### TASK DETAILS
Retype the data below word for word, starting with the line that contains "Where can the white" and going on through the last line of the data.

### RECORDED DATA
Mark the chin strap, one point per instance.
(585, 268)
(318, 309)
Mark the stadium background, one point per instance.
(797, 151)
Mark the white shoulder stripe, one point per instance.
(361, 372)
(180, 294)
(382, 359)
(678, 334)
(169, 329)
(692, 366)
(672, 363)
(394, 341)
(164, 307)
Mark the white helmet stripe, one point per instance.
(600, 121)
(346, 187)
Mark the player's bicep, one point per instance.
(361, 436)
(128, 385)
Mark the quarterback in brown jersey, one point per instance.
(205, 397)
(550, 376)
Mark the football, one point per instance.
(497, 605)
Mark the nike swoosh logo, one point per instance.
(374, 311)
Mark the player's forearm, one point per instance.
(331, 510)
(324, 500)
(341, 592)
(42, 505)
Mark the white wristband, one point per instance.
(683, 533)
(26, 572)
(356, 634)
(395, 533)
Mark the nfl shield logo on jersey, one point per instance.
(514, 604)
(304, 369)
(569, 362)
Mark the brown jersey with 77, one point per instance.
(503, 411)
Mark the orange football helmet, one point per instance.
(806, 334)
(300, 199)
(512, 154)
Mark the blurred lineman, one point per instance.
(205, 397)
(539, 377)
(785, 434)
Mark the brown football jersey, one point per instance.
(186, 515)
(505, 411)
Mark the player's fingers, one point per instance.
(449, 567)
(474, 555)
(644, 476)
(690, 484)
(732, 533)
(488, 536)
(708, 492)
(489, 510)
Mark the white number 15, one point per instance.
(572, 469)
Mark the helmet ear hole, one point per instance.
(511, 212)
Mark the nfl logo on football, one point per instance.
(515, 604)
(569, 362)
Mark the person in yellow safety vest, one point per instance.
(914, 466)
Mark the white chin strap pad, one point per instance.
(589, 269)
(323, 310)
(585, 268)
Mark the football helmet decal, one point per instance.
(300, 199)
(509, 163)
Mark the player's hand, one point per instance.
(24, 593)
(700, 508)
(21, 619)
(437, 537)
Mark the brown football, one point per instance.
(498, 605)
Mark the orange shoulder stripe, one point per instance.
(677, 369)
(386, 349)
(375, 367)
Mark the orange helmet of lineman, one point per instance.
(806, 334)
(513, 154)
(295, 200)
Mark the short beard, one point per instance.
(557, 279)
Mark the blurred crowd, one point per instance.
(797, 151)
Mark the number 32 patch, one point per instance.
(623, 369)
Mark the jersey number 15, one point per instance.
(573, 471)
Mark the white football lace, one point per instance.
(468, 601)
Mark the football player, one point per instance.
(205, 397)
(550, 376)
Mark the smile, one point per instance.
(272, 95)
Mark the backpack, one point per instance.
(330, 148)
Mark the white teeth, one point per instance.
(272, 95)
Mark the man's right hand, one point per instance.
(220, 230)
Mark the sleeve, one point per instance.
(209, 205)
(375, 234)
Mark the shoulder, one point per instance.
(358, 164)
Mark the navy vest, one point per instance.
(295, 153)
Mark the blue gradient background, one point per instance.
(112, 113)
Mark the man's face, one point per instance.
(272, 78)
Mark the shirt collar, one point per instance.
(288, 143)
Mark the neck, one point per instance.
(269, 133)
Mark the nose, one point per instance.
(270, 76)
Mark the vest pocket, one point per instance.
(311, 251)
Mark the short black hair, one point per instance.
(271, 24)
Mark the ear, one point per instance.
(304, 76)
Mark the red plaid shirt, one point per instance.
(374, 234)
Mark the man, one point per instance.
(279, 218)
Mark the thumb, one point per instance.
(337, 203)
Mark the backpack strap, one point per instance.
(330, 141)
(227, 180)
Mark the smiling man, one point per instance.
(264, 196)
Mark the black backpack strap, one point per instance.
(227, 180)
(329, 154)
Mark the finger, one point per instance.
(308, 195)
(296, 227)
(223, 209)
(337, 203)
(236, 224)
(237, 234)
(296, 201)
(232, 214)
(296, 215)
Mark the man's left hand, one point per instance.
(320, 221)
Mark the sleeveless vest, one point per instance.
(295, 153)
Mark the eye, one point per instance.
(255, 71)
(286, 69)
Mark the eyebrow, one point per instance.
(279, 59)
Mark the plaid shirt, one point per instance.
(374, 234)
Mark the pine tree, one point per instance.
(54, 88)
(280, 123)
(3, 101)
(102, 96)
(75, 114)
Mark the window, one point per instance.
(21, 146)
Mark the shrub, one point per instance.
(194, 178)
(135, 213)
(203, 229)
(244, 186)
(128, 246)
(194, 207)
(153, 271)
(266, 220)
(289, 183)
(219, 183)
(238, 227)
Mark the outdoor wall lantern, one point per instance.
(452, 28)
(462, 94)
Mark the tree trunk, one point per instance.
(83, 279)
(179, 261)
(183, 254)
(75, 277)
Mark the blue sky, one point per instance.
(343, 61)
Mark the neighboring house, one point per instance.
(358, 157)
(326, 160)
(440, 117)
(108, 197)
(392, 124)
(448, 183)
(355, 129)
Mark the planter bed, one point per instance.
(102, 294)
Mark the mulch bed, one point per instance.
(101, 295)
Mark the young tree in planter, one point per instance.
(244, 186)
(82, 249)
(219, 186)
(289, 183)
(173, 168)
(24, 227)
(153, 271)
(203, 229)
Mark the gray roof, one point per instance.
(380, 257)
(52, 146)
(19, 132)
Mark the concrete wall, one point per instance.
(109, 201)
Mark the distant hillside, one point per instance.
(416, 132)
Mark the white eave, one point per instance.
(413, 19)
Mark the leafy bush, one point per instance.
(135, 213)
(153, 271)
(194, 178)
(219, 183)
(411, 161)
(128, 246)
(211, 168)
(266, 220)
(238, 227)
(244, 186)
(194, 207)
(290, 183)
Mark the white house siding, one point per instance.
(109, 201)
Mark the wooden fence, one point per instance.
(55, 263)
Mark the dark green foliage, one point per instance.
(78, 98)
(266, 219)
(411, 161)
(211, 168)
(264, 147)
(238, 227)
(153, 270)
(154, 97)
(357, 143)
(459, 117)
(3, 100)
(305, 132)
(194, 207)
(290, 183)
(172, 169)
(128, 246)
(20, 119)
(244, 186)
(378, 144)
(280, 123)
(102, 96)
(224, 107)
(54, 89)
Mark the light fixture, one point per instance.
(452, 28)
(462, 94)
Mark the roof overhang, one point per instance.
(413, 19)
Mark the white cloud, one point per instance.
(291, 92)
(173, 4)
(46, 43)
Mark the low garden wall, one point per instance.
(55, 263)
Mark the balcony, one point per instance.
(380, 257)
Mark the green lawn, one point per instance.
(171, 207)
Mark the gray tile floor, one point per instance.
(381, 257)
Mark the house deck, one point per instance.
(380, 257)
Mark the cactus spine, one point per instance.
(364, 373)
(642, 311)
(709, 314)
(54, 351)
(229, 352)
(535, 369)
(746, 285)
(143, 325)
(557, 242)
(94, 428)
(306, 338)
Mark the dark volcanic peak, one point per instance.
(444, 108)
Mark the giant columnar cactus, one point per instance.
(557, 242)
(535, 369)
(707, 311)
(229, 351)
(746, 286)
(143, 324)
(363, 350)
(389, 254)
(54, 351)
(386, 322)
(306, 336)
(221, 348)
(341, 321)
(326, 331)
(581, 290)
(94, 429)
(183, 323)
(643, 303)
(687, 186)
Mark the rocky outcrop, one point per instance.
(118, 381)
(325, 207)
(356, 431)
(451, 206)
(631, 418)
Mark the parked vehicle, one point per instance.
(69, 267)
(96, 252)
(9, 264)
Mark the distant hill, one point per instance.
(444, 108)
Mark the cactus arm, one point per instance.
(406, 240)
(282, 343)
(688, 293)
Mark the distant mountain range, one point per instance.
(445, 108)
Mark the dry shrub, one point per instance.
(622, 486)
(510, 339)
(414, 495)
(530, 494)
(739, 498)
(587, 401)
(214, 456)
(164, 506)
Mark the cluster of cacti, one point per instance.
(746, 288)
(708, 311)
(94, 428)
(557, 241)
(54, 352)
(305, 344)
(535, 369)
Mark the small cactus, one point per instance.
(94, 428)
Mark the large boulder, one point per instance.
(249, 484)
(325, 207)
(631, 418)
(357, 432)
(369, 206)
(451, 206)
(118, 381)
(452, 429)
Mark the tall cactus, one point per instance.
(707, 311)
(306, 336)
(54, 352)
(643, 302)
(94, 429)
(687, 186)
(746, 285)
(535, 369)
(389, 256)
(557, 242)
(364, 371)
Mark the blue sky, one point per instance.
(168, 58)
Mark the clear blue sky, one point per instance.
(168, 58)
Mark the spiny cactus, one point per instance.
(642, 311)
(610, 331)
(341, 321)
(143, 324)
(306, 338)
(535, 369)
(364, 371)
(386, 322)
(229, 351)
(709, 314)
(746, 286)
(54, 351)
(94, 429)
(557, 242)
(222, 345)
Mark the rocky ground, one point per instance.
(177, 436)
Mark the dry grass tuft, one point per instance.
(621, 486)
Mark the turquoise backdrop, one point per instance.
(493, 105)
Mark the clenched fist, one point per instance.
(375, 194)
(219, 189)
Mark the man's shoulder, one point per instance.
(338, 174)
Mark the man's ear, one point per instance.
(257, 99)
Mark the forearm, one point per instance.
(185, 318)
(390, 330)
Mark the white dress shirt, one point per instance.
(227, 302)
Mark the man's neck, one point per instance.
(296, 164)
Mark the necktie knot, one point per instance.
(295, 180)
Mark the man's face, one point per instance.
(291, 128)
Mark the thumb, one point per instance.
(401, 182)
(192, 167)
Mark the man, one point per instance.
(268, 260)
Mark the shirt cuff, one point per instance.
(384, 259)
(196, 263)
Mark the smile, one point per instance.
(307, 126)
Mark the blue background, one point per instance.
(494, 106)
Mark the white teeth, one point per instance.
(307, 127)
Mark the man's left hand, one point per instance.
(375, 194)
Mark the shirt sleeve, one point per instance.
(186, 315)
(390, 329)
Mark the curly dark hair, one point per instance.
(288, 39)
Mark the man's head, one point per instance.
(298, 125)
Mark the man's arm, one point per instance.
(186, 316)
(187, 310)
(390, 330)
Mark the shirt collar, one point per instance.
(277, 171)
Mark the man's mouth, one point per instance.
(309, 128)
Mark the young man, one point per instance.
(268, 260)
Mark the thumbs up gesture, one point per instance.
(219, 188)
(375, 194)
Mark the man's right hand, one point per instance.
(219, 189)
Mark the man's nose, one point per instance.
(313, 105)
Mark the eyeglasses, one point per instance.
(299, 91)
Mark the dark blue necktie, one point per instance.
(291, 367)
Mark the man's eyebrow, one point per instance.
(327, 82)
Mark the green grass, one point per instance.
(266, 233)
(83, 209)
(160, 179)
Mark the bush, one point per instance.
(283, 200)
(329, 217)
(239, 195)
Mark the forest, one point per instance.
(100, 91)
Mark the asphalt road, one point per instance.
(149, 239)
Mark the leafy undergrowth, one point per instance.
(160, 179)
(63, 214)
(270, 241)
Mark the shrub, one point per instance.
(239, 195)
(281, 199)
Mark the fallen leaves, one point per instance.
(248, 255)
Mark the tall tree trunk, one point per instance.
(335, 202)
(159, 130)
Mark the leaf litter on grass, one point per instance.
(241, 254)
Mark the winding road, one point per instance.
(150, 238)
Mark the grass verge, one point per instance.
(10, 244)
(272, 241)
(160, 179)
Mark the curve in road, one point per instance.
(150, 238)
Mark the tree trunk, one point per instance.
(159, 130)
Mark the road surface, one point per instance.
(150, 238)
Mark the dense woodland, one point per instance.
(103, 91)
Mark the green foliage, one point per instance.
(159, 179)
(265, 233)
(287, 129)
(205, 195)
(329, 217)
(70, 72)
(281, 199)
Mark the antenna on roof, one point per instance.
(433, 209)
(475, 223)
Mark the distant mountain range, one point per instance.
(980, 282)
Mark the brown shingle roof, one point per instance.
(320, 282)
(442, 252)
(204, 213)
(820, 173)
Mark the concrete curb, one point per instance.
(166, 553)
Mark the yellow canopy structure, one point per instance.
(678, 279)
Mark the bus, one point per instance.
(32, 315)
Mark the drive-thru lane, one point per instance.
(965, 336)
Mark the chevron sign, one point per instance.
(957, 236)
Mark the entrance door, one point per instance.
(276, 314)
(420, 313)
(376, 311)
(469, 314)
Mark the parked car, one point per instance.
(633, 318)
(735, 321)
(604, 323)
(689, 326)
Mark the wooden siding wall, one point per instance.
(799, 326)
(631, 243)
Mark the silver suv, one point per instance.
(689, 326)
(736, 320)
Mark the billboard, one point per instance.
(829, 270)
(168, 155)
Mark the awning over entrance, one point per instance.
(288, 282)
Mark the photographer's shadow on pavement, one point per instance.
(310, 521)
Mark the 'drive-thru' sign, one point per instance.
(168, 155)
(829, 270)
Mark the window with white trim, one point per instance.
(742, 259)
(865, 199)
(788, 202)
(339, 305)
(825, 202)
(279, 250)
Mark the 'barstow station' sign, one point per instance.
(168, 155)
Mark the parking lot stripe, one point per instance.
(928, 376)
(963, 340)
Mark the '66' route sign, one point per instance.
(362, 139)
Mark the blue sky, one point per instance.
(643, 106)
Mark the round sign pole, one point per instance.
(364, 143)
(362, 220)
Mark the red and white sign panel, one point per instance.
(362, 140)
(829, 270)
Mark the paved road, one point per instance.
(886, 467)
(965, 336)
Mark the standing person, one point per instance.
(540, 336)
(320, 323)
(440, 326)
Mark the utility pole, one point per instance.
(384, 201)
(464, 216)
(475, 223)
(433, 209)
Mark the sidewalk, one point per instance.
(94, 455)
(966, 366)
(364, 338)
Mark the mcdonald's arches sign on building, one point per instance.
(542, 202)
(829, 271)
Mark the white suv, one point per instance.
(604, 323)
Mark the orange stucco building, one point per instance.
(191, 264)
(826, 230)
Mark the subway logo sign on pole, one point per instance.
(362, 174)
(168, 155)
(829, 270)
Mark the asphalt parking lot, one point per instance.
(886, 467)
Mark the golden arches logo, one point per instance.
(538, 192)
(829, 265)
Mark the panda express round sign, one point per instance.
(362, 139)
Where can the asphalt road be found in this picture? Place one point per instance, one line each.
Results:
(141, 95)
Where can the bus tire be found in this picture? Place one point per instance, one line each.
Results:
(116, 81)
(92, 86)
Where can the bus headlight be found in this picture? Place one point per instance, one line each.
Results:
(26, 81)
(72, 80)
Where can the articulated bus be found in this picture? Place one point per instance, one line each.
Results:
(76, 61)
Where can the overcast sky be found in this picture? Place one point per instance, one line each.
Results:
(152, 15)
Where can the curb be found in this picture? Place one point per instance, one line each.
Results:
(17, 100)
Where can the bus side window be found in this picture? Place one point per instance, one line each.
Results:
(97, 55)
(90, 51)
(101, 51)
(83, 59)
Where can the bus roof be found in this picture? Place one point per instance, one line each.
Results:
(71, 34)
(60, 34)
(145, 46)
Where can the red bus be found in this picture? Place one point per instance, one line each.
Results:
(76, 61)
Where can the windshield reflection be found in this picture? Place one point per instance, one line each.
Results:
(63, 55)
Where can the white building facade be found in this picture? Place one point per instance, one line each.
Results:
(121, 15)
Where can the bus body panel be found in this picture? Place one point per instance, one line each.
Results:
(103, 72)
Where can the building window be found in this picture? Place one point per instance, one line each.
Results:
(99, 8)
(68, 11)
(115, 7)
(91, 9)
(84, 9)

### FINAL ANSWER
Where can the white building facade be found in this picture? Place one point per instance, one line each.
Results:
(121, 15)
Where can the bus body panel be found in this picture? Place one point per instance, one line each.
Results:
(103, 72)
Where can the building window be found in this picture? Place one point per instance, one line each.
Results:
(99, 8)
(68, 11)
(115, 7)
(91, 9)
(84, 9)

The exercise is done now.